__WRITTEN REQUEST__:
In the rows below, copy verbatim the lines starting at the line that contains "Keypoint placement: for each instance of the cat's folded" and ending at the line that contains "153), (237, 178)]". Include both of those lines.

__DATA ROWS__:
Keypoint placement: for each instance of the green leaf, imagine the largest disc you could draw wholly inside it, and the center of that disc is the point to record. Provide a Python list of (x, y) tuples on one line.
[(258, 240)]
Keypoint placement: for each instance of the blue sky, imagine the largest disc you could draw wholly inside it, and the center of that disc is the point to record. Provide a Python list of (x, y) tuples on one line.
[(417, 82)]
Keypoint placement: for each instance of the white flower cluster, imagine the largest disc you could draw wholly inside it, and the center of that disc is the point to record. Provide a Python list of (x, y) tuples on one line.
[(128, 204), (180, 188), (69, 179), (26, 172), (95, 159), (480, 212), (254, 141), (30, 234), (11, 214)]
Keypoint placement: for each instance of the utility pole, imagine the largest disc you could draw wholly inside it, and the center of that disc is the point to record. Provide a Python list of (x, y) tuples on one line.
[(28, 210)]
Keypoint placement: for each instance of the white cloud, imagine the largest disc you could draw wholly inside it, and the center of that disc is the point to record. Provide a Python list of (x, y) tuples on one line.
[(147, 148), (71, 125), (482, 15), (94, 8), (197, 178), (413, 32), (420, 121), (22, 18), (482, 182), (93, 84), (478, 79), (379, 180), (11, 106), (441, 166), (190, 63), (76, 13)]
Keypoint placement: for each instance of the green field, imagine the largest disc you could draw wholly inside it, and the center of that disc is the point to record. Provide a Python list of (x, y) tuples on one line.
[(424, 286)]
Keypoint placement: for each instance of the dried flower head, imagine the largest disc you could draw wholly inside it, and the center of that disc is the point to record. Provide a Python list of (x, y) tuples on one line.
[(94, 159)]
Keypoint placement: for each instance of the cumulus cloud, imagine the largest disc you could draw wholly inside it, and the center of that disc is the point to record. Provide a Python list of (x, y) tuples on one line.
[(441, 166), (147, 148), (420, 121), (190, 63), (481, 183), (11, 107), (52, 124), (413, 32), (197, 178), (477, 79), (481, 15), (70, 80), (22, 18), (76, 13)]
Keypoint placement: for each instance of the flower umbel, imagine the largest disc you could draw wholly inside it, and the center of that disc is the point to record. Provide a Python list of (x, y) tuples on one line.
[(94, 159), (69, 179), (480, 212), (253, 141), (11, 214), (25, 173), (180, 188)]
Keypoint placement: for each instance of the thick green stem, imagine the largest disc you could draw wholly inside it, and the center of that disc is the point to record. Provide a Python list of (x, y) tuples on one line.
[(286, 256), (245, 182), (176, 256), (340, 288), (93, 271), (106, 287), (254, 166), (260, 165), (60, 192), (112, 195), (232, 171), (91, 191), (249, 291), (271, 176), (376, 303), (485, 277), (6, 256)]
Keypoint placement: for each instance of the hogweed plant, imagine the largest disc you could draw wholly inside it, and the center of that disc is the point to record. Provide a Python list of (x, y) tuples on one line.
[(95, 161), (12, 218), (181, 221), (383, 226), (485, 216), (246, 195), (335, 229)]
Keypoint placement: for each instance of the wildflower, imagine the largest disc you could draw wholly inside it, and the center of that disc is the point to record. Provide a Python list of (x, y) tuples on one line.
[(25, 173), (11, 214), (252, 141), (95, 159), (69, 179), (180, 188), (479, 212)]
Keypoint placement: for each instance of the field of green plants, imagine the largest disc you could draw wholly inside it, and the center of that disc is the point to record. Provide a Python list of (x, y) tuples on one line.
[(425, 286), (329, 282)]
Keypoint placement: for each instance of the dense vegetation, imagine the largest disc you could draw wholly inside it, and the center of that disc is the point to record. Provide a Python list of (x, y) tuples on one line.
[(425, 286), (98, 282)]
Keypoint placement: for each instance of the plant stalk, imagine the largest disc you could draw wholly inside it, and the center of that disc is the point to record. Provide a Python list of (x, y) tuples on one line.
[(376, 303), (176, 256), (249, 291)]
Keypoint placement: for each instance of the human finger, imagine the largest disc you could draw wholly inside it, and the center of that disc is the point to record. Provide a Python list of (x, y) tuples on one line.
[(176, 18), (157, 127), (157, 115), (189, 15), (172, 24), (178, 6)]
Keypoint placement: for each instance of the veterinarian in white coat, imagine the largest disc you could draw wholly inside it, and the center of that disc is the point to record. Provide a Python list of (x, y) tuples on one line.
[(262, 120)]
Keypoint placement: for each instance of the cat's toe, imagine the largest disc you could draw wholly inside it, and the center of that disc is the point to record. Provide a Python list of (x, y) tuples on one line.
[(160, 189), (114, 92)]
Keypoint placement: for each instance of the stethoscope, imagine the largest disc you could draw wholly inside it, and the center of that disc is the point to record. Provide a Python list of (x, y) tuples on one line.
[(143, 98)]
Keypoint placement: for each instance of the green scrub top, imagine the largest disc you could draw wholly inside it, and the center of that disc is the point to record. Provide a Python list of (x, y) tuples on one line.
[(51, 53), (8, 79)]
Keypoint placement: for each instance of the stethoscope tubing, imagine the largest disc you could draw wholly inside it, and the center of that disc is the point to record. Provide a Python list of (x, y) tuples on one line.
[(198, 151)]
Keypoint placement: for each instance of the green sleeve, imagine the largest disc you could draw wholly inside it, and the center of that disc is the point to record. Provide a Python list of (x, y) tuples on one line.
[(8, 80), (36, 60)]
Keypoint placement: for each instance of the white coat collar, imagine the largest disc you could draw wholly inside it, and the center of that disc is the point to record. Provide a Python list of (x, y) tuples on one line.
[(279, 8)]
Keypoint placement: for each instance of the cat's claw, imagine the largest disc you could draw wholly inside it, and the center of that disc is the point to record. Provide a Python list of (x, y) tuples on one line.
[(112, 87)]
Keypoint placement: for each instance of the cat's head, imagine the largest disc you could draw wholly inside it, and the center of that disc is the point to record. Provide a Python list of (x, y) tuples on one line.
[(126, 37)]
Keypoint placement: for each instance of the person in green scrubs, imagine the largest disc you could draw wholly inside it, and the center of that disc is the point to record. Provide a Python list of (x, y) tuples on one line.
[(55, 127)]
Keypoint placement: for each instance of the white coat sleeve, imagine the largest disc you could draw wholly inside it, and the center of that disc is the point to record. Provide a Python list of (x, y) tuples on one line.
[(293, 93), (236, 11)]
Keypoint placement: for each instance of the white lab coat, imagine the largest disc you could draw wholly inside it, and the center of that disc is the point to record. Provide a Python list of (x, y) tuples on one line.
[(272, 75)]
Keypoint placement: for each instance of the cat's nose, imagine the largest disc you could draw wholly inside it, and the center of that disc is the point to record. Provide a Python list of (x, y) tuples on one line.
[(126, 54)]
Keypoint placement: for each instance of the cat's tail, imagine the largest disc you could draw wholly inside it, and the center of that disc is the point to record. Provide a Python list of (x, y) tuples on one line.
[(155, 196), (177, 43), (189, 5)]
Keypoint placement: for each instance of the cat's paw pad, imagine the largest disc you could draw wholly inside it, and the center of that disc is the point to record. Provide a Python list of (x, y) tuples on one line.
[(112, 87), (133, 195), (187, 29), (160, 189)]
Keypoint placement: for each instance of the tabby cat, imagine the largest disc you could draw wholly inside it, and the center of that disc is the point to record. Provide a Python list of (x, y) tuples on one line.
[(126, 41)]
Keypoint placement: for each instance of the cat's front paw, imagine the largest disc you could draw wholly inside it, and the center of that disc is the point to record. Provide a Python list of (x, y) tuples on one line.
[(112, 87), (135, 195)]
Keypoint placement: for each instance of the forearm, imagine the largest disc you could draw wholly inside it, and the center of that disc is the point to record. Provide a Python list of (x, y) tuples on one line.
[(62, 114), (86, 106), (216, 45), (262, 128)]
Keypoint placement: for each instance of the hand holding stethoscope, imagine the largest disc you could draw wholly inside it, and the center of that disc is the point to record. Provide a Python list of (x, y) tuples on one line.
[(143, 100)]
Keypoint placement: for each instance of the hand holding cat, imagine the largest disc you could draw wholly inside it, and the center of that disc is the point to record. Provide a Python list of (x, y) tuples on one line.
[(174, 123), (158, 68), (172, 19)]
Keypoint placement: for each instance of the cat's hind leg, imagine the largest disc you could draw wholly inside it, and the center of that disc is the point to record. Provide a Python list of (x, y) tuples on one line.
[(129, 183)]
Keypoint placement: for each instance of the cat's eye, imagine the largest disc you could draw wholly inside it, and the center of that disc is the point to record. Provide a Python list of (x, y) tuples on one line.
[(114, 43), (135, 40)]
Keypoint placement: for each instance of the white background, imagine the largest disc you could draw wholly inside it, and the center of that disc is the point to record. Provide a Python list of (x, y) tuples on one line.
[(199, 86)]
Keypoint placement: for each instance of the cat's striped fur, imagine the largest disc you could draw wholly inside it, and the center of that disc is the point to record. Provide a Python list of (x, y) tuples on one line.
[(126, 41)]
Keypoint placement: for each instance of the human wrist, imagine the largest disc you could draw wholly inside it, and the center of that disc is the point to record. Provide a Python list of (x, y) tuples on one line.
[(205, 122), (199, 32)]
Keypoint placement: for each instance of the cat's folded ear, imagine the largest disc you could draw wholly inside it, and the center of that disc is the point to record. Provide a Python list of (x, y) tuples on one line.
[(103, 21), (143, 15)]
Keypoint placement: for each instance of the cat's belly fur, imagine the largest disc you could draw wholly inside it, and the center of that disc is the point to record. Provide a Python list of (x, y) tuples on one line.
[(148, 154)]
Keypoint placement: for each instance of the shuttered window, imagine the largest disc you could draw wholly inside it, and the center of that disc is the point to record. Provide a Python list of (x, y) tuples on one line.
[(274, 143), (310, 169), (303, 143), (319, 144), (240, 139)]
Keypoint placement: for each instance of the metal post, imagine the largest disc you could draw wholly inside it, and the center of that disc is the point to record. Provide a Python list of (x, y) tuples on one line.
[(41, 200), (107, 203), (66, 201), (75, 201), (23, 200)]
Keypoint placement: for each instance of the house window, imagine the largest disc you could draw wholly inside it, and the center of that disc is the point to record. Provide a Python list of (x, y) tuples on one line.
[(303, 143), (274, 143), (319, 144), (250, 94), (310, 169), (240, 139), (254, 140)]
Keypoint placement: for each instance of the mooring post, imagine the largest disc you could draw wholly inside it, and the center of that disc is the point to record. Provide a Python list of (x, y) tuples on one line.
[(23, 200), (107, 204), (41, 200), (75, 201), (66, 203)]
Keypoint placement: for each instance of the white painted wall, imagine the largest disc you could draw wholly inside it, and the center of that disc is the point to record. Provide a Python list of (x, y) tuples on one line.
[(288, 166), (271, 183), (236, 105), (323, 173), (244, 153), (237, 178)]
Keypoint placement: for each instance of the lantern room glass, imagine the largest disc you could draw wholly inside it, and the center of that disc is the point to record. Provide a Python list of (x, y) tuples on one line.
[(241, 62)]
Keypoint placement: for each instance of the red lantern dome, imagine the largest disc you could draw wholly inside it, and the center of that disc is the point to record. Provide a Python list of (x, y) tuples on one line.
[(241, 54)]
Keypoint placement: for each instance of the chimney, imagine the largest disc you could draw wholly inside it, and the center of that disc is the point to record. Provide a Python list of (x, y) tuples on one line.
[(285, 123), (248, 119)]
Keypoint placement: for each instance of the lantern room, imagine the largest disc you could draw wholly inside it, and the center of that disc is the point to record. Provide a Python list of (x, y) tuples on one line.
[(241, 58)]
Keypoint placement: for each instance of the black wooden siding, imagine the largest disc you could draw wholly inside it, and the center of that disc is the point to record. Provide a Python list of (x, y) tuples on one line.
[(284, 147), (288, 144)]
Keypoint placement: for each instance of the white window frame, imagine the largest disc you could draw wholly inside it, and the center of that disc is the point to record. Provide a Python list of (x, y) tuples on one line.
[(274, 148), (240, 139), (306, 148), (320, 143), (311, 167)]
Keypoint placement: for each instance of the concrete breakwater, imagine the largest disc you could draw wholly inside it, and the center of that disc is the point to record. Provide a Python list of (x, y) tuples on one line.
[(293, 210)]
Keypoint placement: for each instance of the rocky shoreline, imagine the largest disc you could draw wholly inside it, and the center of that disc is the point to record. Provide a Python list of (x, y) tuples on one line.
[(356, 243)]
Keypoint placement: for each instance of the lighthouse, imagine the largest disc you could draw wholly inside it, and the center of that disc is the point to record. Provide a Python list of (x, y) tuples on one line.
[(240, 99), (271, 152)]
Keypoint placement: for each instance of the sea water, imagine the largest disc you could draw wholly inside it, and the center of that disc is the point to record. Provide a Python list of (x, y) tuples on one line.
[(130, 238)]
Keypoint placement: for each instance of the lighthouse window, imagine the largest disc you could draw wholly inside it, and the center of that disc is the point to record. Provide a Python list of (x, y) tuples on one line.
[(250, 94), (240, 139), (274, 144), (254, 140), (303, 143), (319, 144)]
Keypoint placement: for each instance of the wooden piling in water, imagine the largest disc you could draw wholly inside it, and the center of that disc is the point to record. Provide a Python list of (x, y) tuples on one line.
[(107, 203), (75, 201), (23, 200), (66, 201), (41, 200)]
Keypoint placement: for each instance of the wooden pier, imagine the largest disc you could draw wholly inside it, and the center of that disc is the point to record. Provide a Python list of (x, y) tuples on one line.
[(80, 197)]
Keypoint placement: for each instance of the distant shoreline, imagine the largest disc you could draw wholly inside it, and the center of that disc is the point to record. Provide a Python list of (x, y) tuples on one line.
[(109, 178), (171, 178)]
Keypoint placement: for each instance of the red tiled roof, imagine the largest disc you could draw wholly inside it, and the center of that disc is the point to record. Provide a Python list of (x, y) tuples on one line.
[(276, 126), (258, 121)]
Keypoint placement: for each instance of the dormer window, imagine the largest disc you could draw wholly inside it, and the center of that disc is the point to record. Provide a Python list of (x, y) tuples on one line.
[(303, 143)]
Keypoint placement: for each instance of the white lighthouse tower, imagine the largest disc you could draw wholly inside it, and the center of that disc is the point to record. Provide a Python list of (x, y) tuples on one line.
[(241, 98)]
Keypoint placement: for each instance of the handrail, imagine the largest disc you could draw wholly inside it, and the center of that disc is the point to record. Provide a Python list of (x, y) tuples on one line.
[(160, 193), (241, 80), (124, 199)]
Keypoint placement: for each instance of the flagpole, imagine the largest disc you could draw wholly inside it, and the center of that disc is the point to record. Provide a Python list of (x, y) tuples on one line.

__EXERCISE RESPONSE__:
Keypoint placement: for each instance of the cat's folded ear, imagine the largest disc you could draw wholly inside it, and the center of that disc is the point to record. Provide a Python list of (x, y) tuples on one line.
[(103, 21), (143, 15)]
Keypoint placement: for each instance of the cat's belly fur, imagine the largest disc you could draw wholly inside it, and the center of that disc is the point to record. Provide a Python list of (x, y) tuples on one line.
[(148, 154)]
Keypoint placement: for each instance of the shuttered window, imagine the largest disc you could draw wholly inside it, and the center of that disc is the point to record. Provide a Python list of (x, y) tuples on one line.
[(274, 143), (310, 169), (303, 143), (319, 144), (240, 139)]
Keypoint placement: for each instance of the metal post, imagine the largest disc you could draw wholly inside it, and the center of that disc is the point to record. Provide a Python list of (x, y) tuples on one line.
[(41, 200), (107, 203), (66, 201), (75, 201), (23, 200)]
Keypoint placement: for each instance of the house window, imagine the largest disc you could draw wholly inside it, and the center of that disc is the point to record. Provide a Python list of (x, y) tuples on one line.
[(303, 143), (274, 143), (319, 144), (250, 94), (310, 169), (240, 139), (254, 140)]
Keypoint placement: for each instance of the mooring post, imagine the largest disc you could draw wholly inside it, and the center of that disc is the point to record. Provide a Python list of (x, y) tuples on one line.
[(23, 200), (107, 204), (41, 200), (75, 201), (66, 203)]
Keypoint placement: for each instance of the white painted wall, imagine the largest disc you could draw wholly inside it, and the center of that disc is the point to record. Provide a Python list of (x, y) tuples on one line.
[(288, 166), (271, 183), (236, 105), (323, 173), (244, 153), (237, 178)]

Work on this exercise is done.